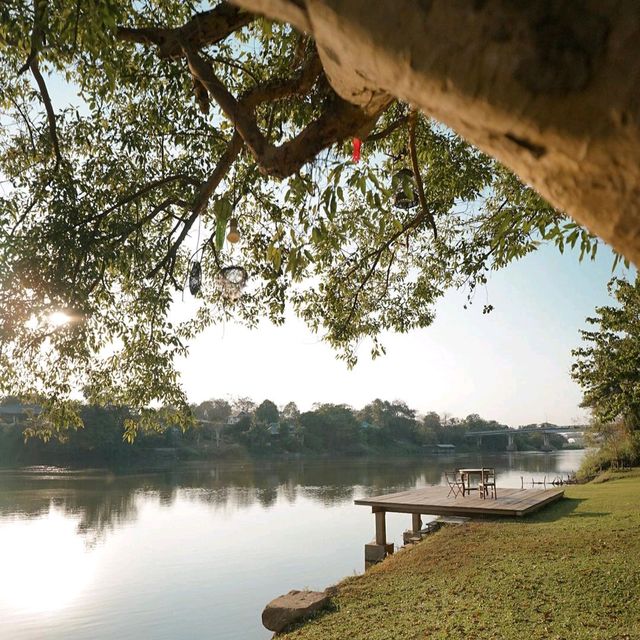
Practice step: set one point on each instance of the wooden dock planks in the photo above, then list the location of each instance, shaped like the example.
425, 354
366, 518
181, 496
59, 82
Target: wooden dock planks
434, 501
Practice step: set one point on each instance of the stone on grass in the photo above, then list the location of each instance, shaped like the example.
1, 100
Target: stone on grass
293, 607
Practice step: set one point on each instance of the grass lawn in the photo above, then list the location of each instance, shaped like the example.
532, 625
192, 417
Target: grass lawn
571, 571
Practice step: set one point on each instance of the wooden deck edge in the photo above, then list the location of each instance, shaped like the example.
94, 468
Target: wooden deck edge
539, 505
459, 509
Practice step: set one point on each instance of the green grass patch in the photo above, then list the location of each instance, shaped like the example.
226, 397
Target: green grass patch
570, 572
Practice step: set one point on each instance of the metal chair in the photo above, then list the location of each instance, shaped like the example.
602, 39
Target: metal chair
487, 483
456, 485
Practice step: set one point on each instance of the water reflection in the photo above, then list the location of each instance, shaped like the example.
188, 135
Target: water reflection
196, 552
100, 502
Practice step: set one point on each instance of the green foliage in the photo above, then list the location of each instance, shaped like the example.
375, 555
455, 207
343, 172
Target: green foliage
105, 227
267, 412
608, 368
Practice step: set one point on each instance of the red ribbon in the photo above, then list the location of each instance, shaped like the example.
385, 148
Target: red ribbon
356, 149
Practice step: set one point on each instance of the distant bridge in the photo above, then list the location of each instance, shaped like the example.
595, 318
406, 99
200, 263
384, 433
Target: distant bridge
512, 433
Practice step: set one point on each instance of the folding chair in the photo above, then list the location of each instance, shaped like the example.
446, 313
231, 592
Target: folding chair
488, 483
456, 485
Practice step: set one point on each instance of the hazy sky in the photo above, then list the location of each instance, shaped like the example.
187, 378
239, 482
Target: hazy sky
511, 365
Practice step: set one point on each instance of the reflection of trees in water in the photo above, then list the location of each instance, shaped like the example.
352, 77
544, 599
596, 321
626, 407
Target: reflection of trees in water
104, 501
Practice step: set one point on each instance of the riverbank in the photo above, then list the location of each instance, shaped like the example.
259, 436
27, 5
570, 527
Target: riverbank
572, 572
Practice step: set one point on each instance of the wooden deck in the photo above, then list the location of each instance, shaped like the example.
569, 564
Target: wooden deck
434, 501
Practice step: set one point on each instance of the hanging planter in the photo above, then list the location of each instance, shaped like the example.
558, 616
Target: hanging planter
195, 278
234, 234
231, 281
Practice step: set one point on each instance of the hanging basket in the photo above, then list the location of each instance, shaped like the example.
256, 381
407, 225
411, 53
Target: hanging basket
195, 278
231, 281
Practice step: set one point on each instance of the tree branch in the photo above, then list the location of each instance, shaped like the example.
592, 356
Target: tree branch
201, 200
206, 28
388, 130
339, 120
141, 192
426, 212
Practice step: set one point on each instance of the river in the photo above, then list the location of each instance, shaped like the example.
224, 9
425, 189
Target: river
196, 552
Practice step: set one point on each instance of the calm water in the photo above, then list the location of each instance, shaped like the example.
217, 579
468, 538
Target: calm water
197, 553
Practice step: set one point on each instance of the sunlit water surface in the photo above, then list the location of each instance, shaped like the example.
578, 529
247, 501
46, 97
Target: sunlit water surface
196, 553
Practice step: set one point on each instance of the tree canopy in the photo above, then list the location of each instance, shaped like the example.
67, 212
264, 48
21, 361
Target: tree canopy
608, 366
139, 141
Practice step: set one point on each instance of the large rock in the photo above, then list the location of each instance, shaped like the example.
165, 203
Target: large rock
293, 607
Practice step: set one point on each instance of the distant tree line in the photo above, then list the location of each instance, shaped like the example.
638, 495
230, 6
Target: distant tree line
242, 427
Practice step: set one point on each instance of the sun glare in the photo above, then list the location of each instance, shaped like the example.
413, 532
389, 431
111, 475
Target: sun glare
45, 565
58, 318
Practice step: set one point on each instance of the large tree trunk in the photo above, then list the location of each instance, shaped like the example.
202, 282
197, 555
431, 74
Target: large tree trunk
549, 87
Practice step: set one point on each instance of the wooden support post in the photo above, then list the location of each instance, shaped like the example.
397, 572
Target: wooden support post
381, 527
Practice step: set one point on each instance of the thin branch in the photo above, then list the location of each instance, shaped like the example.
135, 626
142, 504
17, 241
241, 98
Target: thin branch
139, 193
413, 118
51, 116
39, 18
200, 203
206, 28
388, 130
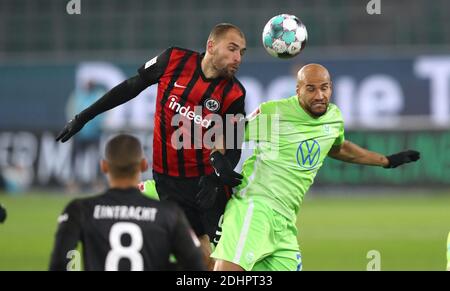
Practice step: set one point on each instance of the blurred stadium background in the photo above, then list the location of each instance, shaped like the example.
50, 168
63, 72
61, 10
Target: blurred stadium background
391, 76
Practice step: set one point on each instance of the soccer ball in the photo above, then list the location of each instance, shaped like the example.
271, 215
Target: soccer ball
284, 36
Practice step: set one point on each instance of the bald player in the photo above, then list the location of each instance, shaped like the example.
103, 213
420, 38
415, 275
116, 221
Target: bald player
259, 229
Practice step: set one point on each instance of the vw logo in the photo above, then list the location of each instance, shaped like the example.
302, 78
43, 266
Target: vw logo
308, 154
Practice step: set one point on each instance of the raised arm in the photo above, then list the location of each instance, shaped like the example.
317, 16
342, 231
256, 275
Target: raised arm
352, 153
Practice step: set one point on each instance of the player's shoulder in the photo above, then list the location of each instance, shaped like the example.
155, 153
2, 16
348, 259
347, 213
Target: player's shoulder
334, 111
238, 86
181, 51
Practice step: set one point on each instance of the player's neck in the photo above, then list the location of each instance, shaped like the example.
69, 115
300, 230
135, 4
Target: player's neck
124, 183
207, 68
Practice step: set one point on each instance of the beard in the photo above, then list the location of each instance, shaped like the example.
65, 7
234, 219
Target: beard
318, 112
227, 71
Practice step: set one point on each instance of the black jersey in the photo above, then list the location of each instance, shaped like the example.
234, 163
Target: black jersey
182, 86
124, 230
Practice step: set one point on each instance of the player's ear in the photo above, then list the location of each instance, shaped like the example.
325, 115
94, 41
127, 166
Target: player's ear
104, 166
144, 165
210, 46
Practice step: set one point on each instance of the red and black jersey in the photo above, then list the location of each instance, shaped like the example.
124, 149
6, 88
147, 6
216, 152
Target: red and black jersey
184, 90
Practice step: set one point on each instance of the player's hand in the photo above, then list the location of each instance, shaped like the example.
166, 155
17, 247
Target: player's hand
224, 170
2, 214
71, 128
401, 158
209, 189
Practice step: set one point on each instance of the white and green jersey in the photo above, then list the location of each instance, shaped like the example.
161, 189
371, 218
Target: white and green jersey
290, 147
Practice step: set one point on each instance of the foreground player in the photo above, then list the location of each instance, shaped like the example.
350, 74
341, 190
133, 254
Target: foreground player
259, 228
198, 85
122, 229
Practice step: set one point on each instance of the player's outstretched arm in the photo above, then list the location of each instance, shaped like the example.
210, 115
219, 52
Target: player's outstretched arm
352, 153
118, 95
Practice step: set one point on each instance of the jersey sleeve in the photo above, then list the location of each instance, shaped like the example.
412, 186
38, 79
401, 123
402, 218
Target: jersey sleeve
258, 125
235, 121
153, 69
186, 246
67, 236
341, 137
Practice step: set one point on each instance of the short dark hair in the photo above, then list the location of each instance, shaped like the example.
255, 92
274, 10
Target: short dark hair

══════════════════════════════

Required work
Retype all of the lines above word for word, leaving out the pictures.

Task answer
Practice step: set one point on each instance of the wooden dock planks in the photo above, then list the location of each instance, shaped like the example.
425, 354
366, 518
181, 496
59, 82
Target: wooden dock planks
434, 501
Practice step: set one point on each instance of the stone on grass in the photo above, then list the location of each instance, shaped like the example.
1, 100
Target: stone on grass
293, 607
Practice step: set one point on each instance of the grass lawn in the photo above, then list the location of each instance, shaped like the example.
532, 625
192, 417
Target: grass lawn
571, 571
Practice step: set one point on each instance of the wooden deck edge in the photo above, then list the location of each instance, shaped like the example.
94, 468
Target: wooden deck edge
539, 505
459, 509
Practice step: set one point on each instance of the green grass patch in the photo above, then list the location of each instance, shaped like the example.
226, 397
Target: green grass patch
570, 572
Practice step: set one point on each instance of the metal chair in the photo above, then list the location of each instance, shaped like the example.
602, 39
Target: metal chair
487, 483
456, 485
Practice step: set one point on each instance of the water reflection in the photo above, then list the location of each instance, shaped like the example.
188, 135
Target: water reflection
196, 552
100, 502
Practice step: set one point on each instance of the green foliage in the photo above, then list the location of each instance, shaped like the example.
375, 555
455, 207
343, 172
Target: green foliage
105, 227
267, 412
608, 368
Practice step: set one point on each instance of the red ribbon in the photo above, then list the location of each instance, shaped like the example.
385, 148
Target: red ribbon
356, 149
Practice step: set one point on each instance of the distant bridge in the photo above, then list the location of each instance, shaped like the example.
595, 318
406, 99
200, 263
384, 433
Target: distant bridge
512, 433
Practice step: set one point on each instance of the folding chair in the photo above, then list the location of each instance, shaped like the example.
446, 313
231, 592
Target: folding chair
488, 483
456, 485
Practice step: set one point on each instance of the hazy sky in the photo above, then list the location of each instance, shaped like the example.
187, 378
239, 482
Target: hazy sky
511, 365
Practice step: set one point on each instance of the reflection of trees in water in the photo above, then list the location of each instance, shaped like the example.
352, 77
544, 599
596, 321
626, 407
Target: reflection of trees in water
104, 501
Practice step: set one point on each instance of the riverbank in the photo above, then list the location of each instance, shaped like the example.
259, 436
27, 5
570, 527
Target: riverbank
572, 572
Practice step: set one point on each instance of the wooden deck in the photo above, then list the location of each instance, shaped like the example.
569, 564
Target: wooden deck
434, 501
Practice step: set one point on each instance of the hanging planter in the photo above, then list the location of each instance, shaped like the example.
558, 616
Target: hanging planter
195, 278
234, 234
231, 281
Practice step: set one point on each instance of the hanging basket in the photo above, then list the location of each instance, shaped like the example.
256, 381
407, 225
411, 53
Target: hanging basket
195, 278
231, 281
Practice step: set one point on each instance of the tree branch in the photo above, then list the location of each instance, shaped like the example.
592, 356
Target: tree branch
201, 200
206, 28
388, 130
339, 120
141, 192
426, 212
Practice step: set one point on each instance of the river in the photo above, then list the location of each instance, shaped like the example.
224, 9
425, 189
Target: river
196, 552
Practice step: set one point on each instance of the calm water in the photo above, then list the location of each instance, shaped like the example.
217, 579
468, 538
Target: calm water
197, 553
Practice step: set one point on each instance of the sunlit water surface in the photo above, then list the location of each instance, shaped like the example.
578, 529
247, 501
46, 97
Target: sunlit water surface
196, 553
Practice step: set one point on each instance of the tree canopy in the photo above, then list the location of each instance, shaped like the example.
67, 212
264, 48
21, 361
Target: tree canopy
608, 366
139, 141
Practice step: set one point on each instance of the large rock in the photo above, then list the location of each instance, shaped like the example.
165, 203
Target: large rock
293, 607
Practice step: set one point on each instance of the distant tree line in the photo above, then list the location of each instance, shaped like the example.
638, 495
230, 6
Target: distant tree line
242, 427
Practice step: set one point on each instance of the sun glare in the photo above, then list the location of each instance, shaped like the example.
413, 532
389, 431
111, 475
Target: sun glare
45, 565
58, 318
Practice step: set one point on each instance of the large tree trunk in the photo above, then list the location of each instance, shaped like the example.
202, 282
197, 555
431, 74
Target: large tree trunk
549, 87
Practice step: set one point on each instance of the wooden support post in the photo above, then list the location of each instance, shaped like the example.
397, 572
Target: wooden support post
381, 527
Practice step: set one point on each instance of the thin branch in the photo above, then list the location of each instance, shaped like the example.
135, 626
142, 504
17, 241
241, 98
Target: thin branch
139, 193
413, 118
51, 116
39, 18
200, 203
206, 28
388, 130
Practice step: set one point on each instance of the blurred stadium background in the photo above, then list the location of each instance, shaped like the example.
50, 168
63, 72
61, 10
Target: blurred stadium background
391, 76
Practice step: set one point on each instance of the soccer ball in the photo above, then list the location of each instance, shaped like the example.
271, 215
Target: soccer ball
284, 36
Practice step: set one point on each instance of the bald player in the photo above, then list the location of each instance, shaped like the example.
103, 213
420, 38
415, 275
116, 221
Target: bald player
259, 229
Practice step: set one point on each instance of the vw logo in the photo above, then list the location of each instance, shaped like the example.
302, 78
43, 266
Target: vw logo
308, 154
Practice step: set one point on each instance of the raised arm in the photo above, then list the location of each instance, shaped like the example.
317, 16
342, 231
256, 275
Target: raised arm
352, 153
Practice step: set one point on each instance of the player's shoulder in the photo above, then list the location of each instance, shaped like the example.
155, 153
2, 16
348, 259
347, 213
Target: player's shoulder
334, 111
238, 86
181, 51
Practice step: set one point on each instance of the player's neck in the photo above, then list the location of each instance, shaped like the example.
69, 115
300, 230
135, 4
Target: player's neck
124, 183
207, 68
Practice step: set one point on each instance of the beard in the photo above, then list the location of each instance, shaped like the example.
65, 7
234, 219
Target: beard
318, 112
227, 71
Practice step: set one point on each instance of the black jersey in the photo above, then list the location of each instance, shaped like the example.
234, 163
Target: black jersey
182, 86
124, 230
Practice step: set one point on each instance of the player's ear in the photo above, then list the location of each instance, shaped like the example.
325, 115
94, 41
127, 166
Target: player's ear
104, 166
144, 165
210, 46
Practice step: set one point on each instance of the red and black jersey in the photo above, then list the location of each instance, shaped like the example.
124, 149
6, 88
147, 6
216, 152
Target: red and black jersey
184, 90
Practice step: set one point on each instance of the player's hand in the photo above, then list the location of each instance, shaped like the example.
166, 155
17, 247
Target: player's hand
224, 170
2, 214
71, 128
401, 158
209, 189
Practice step: set one point on each instance of the white and green jersey in the photo above, then list the location of each instance, shaped like the example.
161, 189
371, 218
Target: white and green jersey
290, 147
Practice step: set one point on each instance of the foreground player in the photo above, then list the location of each instance, shaped like the example.
350, 74
341, 190
133, 254
Target: foreground player
259, 228
198, 85
122, 229
Practice step: set one point on each instance of the player's outstretched arm in the photo above, then list the location of each instance, shaped like the example.
210, 115
219, 52
Target: player's outstretched arm
352, 153
118, 95
Practice step: set one point on each instance of the jersey sleeve in the photo above, then list the location of each instance, shaped like the example.
412, 186
38, 79
401, 123
402, 218
Target: jersey sleeve
258, 125
235, 121
153, 69
186, 246
67, 236
341, 137
Practice step: set one point on each instance of the short dark hair in the photo above, then list the location of each instance, shaped like the example.
255, 92
274, 10
Target: short dark hair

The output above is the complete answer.